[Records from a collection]
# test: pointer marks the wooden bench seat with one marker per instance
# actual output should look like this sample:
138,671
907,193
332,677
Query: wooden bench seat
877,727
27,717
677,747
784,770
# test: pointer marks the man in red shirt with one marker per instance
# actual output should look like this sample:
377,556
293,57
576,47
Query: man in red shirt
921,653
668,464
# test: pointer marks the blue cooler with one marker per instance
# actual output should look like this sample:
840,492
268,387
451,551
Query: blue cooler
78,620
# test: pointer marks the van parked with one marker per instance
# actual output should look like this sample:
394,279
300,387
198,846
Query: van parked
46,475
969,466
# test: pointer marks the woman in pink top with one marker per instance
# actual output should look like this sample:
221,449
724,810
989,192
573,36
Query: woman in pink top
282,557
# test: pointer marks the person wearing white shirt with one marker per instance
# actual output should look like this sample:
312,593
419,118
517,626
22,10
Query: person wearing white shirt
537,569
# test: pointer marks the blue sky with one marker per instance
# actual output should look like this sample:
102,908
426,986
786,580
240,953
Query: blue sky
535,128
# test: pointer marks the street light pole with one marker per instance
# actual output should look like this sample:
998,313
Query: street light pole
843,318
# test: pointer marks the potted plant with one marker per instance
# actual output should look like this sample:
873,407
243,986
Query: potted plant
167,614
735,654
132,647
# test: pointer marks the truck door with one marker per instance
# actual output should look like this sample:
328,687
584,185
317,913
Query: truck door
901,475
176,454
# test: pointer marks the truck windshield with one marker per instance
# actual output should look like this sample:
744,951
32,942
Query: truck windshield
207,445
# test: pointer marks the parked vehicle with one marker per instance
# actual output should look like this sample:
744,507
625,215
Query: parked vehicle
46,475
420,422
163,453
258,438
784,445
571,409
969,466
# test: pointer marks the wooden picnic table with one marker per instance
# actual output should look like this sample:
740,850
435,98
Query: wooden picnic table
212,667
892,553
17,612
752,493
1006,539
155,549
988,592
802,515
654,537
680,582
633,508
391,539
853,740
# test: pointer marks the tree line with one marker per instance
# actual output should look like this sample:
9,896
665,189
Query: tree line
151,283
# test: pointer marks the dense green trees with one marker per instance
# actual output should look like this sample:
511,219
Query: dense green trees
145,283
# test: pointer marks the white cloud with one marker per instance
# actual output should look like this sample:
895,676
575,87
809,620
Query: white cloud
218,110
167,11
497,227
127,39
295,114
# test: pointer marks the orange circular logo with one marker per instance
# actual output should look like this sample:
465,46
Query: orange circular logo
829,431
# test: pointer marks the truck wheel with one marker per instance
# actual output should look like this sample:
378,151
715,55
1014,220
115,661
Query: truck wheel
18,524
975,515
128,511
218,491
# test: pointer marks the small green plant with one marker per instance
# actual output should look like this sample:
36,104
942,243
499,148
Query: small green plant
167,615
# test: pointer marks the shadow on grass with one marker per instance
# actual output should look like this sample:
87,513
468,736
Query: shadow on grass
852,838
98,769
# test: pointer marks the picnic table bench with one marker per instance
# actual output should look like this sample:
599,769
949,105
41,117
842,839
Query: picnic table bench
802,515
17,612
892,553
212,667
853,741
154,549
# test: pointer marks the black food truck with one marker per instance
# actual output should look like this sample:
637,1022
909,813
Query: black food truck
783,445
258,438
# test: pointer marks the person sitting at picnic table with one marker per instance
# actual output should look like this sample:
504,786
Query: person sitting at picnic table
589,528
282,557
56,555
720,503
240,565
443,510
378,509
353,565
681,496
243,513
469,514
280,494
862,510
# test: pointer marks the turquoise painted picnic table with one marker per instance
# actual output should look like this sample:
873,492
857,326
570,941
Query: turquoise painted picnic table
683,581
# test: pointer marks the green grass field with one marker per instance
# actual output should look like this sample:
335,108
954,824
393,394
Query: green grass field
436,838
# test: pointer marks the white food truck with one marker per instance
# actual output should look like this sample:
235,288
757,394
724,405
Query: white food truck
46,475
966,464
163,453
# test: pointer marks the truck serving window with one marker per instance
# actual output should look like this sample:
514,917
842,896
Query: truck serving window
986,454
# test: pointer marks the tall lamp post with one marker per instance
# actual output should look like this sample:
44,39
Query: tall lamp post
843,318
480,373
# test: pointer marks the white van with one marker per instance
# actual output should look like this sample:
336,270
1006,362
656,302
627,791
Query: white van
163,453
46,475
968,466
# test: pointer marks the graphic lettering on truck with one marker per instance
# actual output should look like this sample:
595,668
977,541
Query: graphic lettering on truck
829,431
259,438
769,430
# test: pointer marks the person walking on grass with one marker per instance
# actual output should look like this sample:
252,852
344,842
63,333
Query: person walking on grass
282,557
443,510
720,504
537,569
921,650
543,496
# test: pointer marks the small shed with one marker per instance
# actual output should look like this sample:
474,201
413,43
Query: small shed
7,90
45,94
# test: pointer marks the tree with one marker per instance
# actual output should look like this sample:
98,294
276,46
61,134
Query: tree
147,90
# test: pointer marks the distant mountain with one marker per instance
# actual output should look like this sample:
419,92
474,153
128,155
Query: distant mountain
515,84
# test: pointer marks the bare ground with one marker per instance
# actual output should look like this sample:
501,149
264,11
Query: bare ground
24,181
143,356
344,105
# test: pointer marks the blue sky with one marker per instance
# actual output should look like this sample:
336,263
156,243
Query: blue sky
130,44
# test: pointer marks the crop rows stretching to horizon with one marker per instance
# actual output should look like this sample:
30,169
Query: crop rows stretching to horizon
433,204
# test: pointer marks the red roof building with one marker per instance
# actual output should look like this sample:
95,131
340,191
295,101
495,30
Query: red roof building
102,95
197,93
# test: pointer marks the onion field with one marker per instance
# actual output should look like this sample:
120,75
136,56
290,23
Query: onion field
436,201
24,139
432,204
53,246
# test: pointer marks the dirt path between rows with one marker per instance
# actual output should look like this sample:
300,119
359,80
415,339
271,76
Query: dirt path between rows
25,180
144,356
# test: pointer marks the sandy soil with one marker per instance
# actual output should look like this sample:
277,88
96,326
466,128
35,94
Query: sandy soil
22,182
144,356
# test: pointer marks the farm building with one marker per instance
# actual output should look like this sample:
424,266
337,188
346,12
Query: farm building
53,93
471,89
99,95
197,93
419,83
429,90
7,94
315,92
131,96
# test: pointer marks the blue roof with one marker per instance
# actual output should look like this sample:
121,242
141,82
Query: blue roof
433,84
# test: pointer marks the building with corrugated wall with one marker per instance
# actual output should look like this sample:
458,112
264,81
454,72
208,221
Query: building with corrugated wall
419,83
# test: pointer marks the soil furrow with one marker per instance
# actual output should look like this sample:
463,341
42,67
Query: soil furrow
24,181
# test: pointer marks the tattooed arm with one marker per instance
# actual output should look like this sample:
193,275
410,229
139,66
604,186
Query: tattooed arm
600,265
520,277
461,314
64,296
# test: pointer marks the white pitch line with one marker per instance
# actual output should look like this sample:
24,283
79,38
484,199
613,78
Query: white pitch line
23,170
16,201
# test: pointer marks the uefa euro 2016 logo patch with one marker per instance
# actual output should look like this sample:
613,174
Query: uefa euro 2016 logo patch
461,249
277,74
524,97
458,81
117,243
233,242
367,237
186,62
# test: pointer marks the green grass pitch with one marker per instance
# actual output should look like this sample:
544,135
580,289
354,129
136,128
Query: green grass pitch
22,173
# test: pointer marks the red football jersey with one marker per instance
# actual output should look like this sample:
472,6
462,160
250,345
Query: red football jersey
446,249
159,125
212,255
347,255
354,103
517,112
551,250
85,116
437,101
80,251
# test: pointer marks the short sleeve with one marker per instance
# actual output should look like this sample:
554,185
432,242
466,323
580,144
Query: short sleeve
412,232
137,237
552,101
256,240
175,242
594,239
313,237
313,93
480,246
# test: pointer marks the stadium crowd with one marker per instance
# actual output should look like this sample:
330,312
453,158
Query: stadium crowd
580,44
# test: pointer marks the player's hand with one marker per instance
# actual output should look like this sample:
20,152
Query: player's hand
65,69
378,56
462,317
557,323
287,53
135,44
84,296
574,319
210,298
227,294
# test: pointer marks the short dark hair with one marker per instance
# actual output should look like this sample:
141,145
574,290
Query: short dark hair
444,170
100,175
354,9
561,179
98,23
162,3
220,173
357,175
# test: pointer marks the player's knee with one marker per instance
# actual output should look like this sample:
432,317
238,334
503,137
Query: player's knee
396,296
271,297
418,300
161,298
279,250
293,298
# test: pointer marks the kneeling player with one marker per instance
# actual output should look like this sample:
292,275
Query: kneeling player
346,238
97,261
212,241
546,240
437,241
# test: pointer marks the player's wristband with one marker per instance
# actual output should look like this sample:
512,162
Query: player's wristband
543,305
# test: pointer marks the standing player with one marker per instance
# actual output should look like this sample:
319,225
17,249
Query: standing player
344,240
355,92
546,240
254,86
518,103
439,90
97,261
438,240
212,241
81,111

_Task brief:_ Given the records above, return exactly the lines starting at the line containing "# test: pointer marks the onion" and ending at the line containing "# test: pointer marks the tattooed", including both.

_Completed task:_
# test: pointer marks the onion field with one marker per instance
# actual output should look like this sample:
120,75
136,56
290,23
Query: onion field
436,201
24,139
432,204
53,246
# test: pointer marks the dirt path between rows with one marker per instance
# actual output should look like this sample:
300,119
359,80
415,339
271,76
Query: dirt path between rows
25,180
144,356
# test: pointer marks the sandy soil with one marker per instance
# actual output should look like this sample:
277,88
96,326
466,128
35,94
Query: sandy soil
22,182
144,356
# test: pointer marks the farm building with one marker per instance
# actual output should look like this sample:
424,266
337,188
346,12
Query: farm building
53,93
471,89
99,95
197,93
419,83
429,90
7,94
315,92
131,96
# test: pointer marks the blue roof with one marker per instance
# actual output should look like this sample:
121,242
141,82
Query: blue roof
433,84
# test: pointer marks the building with corrugated wall with one marker per instance
# actual output should look like this sample:
458,112
264,81
454,72
208,221
Query: building with corrugated wall
419,83
# test: pointer marks the soil furrow with one marker per instance
# actual output should look like this sample:
463,341
42,67
Query: soil furrow
24,181
# test: pointer marks the tattooed arm with one marker per instance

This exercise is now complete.